● TASKS TO COMPLETE:
a – According to the text on Egypt's small enterprise tax decree, on what date was the Decree published in the Egyptian Gazette?
b – Reproduce verbatim all of the entries that come after the text, leaving the pictures out.

● TEXT:
Introduction
On the first week of July 2009, a Decree was issued by the Minister of Finance - Number 414 of 2009 - regarding the Rules and Criteria for Small Enterprises (SMEs) Tax Assessment (hereinafter "Decree"). It was published in the Egyptian Gazette on July 2nd, 2009 and made effective as of the following day of its publication. The purpose of the Decree is to lay out a new system and mechanisms that for: (a) assessing SE taxes, and (b) payment. In that sense the Decree should be considered an important step in the direction of improving the investment environment for SMEs which was suffering from the complexity and cost of dealing with the tax authorities. It also puts into application the Government's interest in promoting SMEs as a major pillar in the national economy. The Decree, however, does not fulfil its role entirely and stops short of proving a comprehensive framework for SE taxation as will be described below.
It is also worth noting that the idea of establishing a special framework for SE taxation is not a novelty. In fact it was being discussed as of the mid 1990s, and was referred to in the Small and Medium Enterprises Development Law (Number 141 of 2004) and the Tax Law (number 91 of 2005). The new Decree thus puts into application an idea that had acquired consensus but was never put into effect.
The Core Issue
Briefly put, the Decree establishes new rules for the tax assessment for SEs, and for its payment. In order to do this, the Decree also defines those institutions that will benefit from its provisions, and the procedures they need to follow in order to register with the Tax Authority. Accordingly, in order to appreciate the content of the Decree, it is necessary to look at (a) the definition of institutions subject to its provisions, (b) procedures for registering with the Tax Authority, (c) the rules of assessment, and (d) the rules for payment.
Eligible Projects
The 2004 Small and Medium Enterprises Development Law defined eligible institutions as those whose paid capital does not exceed one million Egyptian pounds and whose workers do not exceed fifty. This definition has, however, been the subject of much criticism since the Law was issued because it relies on criteria that do not reflect the true nature of SMEs, while international norms rely more on criteria related to the size of turnover and profits. For this reason, the new Decree – without contravening the Law – introduces three new criteria for SE definition; size of invested capital, annual turnover, and annual profits. The Decree accordingly divides SMEs into the following three categories:
- Category (A), for projects whose invested capital does not exceed fifty thousand Egyptian Pounds, annual turnover does not exceed two hundred and fifty thousand, and net annual profits do not exceed twenty thousand pounds.

● EXTRACTED ENTRIES:
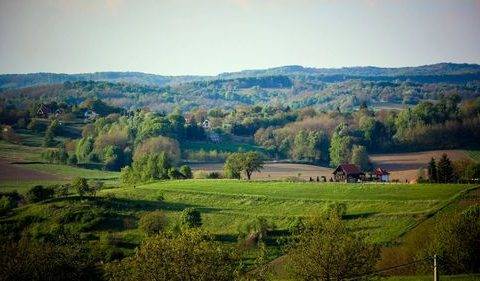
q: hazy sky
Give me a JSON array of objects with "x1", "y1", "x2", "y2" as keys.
[{"x1": 0, "y1": 0, "x2": 480, "y2": 75}]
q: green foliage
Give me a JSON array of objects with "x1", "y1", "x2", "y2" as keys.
[
  {"x1": 138, "y1": 211, "x2": 168, "y2": 236},
  {"x1": 27, "y1": 118, "x2": 47, "y2": 133},
  {"x1": 42, "y1": 148, "x2": 69, "y2": 164},
  {"x1": 0, "y1": 236, "x2": 102, "y2": 281},
  {"x1": 43, "y1": 128, "x2": 56, "y2": 147},
  {"x1": 291, "y1": 130, "x2": 329, "y2": 163},
  {"x1": 120, "y1": 152, "x2": 172, "y2": 184},
  {"x1": 72, "y1": 177, "x2": 91, "y2": 197},
  {"x1": 238, "y1": 217, "x2": 275, "y2": 246},
  {"x1": 25, "y1": 185, "x2": 54, "y2": 203},
  {"x1": 224, "y1": 152, "x2": 263, "y2": 180},
  {"x1": 133, "y1": 136, "x2": 180, "y2": 162},
  {"x1": 180, "y1": 165, "x2": 193, "y2": 179},
  {"x1": 287, "y1": 215, "x2": 380, "y2": 280},
  {"x1": 181, "y1": 208, "x2": 202, "y2": 228},
  {"x1": 329, "y1": 123, "x2": 352, "y2": 166},
  {"x1": 428, "y1": 157, "x2": 438, "y2": 182},
  {"x1": 437, "y1": 154, "x2": 455, "y2": 183},
  {"x1": 106, "y1": 230, "x2": 239, "y2": 281},
  {"x1": 76, "y1": 136, "x2": 95, "y2": 162},
  {"x1": 67, "y1": 154, "x2": 78, "y2": 166},
  {"x1": 0, "y1": 196, "x2": 17, "y2": 215},
  {"x1": 167, "y1": 167, "x2": 184, "y2": 180},
  {"x1": 420, "y1": 205, "x2": 480, "y2": 274},
  {"x1": 350, "y1": 145, "x2": 371, "y2": 171}
]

● RESPONSES TO THE TASKS:
a – July 2nd, 2009

b –
q: hazy sky
Give me a JSON array of objects with "x1", "y1", "x2", "y2" as keys.
[{"x1": 0, "y1": 0, "x2": 480, "y2": 75}]
q: green foliage
Give me a JSON array of objects with "x1", "y1", "x2", "y2" as keys.
[
  {"x1": 138, "y1": 211, "x2": 168, "y2": 236},
  {"x1": 27, "y1": 118, "x2": 47, "y2": 133},
  {"x1": 42, "y1": 148, "x2": 69, "y2": 164},
  {"x1": 0, "y1": 236, "x2": 102, "y2": 281},
  {"x1": 43, "y1": 128, "x2": 56, "y2": 147},
  {"x1": 291, "y1": 130, "x2": 329, "y2": 163},
  {"x1": 120, "y1": 152, "x2": 172, "y2": 184},
  {"x1": 72, "y1": 177, "x2": 91, "y2": 197},
  {"x1": 238, "y1": 217, "x2": 275, "y2": 246},
  {"x1": 25, "y1": 185, "x2": 54, "y2": 203},
  {"x1": 224, "y1": 152, "x2": 263, "y2": 180},
  {"x1": 133, "y1": 136, "x2": 180, "y2": 162},
  {"x1": 180, "y1": 165, "x2": 193, "y2": 179},
  {"x1": 287, "y1": 215, "x2": 380, "y2": 280},
  {"x1": 181, "y1": 208, "x2": 202, "y2": 228},
  {"x1": 329, "y1": 123, "x2": 352, "y2": 166},
  {"x1": 428, "y1": 157, "x2": 438, "y2": 182},
  {"x1": 437, "y1": 154, "x2": 455, "y2": 183},
  {"x1": 106, "y1": 230, "x2": 239, "y2": 281},
  {"x1": 76, "y1": 136, "x2": 95, "y2": 162},
  {"x1": 67, "y1": 154, "x2": 78, "y2": 166},
  {"x1": 0, "y1": 196, "x2": 17, "y2": 215},
  {"x1": 167, "y1": 167, "x2": 184, "y2": 180},
  {"x1": 420, "y1": 205, "x2": 480, "y2": 274},
  {"x1": 350, "y1": 145, "x2": 371, "y2": 171}
]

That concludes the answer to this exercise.